Nothing but the lines from the one containing "Check that each instance of the cardboard" to the end of the data should be returned, each exactly as written.

=== Data provided ===

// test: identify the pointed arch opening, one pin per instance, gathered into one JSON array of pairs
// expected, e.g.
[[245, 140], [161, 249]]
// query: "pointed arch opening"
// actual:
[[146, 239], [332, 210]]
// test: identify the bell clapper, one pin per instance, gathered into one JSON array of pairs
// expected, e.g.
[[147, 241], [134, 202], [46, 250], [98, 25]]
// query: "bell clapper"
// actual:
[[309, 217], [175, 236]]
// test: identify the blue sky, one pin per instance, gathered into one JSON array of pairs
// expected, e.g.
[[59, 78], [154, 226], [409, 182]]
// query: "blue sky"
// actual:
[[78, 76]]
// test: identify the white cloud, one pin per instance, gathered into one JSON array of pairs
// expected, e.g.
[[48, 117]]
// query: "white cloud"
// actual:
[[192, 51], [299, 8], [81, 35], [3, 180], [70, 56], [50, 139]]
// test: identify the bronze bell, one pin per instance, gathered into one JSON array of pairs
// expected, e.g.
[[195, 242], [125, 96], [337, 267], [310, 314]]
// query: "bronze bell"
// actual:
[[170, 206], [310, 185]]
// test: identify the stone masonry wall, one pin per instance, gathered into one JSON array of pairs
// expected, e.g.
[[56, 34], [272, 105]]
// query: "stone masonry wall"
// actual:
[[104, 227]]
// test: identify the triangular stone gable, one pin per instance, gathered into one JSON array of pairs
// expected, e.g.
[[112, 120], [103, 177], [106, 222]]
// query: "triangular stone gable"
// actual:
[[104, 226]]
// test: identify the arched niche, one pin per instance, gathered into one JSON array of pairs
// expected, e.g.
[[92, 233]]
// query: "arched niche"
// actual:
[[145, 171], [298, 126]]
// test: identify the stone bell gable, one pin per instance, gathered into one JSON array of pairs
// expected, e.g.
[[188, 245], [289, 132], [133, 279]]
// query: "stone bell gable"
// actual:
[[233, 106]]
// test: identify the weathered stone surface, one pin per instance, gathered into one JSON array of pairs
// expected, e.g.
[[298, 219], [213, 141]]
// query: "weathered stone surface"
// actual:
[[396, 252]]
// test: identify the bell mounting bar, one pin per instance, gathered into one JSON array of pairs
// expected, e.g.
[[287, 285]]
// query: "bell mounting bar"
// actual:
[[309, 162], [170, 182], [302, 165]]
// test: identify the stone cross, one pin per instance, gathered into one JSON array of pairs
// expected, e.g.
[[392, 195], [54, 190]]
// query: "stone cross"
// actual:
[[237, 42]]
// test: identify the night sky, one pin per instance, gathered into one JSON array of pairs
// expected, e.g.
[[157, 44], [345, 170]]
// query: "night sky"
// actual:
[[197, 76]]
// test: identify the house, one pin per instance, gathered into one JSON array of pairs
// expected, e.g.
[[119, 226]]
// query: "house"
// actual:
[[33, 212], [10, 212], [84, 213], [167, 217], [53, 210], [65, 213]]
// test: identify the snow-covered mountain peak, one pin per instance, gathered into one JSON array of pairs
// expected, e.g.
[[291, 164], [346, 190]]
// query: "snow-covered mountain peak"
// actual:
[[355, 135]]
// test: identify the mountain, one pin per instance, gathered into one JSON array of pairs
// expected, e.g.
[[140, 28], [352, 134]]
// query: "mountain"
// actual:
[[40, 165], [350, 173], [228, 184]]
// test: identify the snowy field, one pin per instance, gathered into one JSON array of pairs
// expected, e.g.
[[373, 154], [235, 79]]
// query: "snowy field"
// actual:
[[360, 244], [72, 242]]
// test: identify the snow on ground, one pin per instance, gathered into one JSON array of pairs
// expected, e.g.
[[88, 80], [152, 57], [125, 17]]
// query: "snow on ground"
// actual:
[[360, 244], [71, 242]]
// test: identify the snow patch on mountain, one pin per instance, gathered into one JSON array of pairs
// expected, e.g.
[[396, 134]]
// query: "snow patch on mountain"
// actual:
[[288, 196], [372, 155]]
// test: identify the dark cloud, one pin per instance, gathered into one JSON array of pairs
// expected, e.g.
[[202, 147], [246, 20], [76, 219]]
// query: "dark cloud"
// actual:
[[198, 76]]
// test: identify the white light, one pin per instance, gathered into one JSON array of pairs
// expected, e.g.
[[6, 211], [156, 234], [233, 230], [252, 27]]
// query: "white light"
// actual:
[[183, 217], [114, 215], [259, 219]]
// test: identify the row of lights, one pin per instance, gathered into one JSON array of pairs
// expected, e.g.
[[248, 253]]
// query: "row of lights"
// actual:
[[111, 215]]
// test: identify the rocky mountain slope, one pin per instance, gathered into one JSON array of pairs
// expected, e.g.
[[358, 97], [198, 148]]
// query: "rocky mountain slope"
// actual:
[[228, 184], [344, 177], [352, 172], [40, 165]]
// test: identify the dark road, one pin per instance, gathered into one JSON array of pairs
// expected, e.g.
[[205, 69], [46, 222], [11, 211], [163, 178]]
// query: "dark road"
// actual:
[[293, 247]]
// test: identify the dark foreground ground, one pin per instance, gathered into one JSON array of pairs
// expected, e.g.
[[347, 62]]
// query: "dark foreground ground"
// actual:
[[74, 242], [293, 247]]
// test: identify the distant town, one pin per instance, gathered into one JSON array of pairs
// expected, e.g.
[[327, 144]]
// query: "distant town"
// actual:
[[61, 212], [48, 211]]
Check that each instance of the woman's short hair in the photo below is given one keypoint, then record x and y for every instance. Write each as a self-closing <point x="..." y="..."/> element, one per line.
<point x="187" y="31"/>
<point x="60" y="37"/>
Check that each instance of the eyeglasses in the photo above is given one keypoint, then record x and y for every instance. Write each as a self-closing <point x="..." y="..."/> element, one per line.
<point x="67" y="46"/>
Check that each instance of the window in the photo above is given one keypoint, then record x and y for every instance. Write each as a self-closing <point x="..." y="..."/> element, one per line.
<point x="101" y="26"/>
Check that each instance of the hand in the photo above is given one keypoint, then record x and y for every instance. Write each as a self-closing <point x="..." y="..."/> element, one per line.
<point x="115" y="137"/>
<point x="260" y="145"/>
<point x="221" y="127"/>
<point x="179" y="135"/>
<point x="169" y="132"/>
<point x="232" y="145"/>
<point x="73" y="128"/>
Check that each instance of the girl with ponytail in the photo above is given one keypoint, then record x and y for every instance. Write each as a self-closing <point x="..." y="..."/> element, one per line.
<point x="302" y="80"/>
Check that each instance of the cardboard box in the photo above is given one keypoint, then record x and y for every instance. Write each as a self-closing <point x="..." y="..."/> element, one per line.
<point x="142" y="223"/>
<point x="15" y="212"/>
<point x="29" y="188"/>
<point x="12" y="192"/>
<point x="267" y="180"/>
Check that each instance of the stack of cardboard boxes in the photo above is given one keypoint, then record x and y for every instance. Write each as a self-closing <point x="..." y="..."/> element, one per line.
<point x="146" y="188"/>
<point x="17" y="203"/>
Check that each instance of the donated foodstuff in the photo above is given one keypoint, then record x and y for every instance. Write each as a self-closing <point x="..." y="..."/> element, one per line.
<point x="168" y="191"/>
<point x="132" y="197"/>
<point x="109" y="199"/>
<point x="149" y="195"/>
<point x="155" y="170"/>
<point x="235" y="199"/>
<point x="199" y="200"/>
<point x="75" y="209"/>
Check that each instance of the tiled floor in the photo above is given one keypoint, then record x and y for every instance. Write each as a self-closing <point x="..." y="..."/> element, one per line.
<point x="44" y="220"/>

===

• Written reply:
Check that each instance of the cardboard box in the photo above is given one keypoint, then record x and y for every instance. Write each as a self-closing <point x="..." y="..."/> element, one per line.
<point x="142" y="223"/>
<point x="15" y="212"/>
<point x="29" y="188"/>
<point x="12" y="192"/>
<point x="267" y="180"/>
Check that each instance of the stack of cardboard boxes in the photo above is given one keypoint, then record x and y for every instance. Write each as a self-closing <point x="..." y="..."/> element, one per line.
<point x="146" y="188"/>
<point x="17" y="203"/>
Check that each instance of the donated foodstuff in the photo above is given one keypoint, then record x and y for every instance. Write each as a self-closing <point x="..." y="..."/> element, one per line.
<point x="168" y="191"/>
<point x="132" y="197"/>
<point x="109" y="199"/>
<point x="149" y="195"/>
<point x="155" y="170"/>
<point x="235" y="199"/>
<point x="199" y="200"/>
<point x="75" y="209"/>
Check that each instance of the tiled floor in the photo above is given one keypoint, then record x and y for every instance. Write each as a self-closing <point x="..." y="..."/> element, one per line.
<point x="44" y="220"/>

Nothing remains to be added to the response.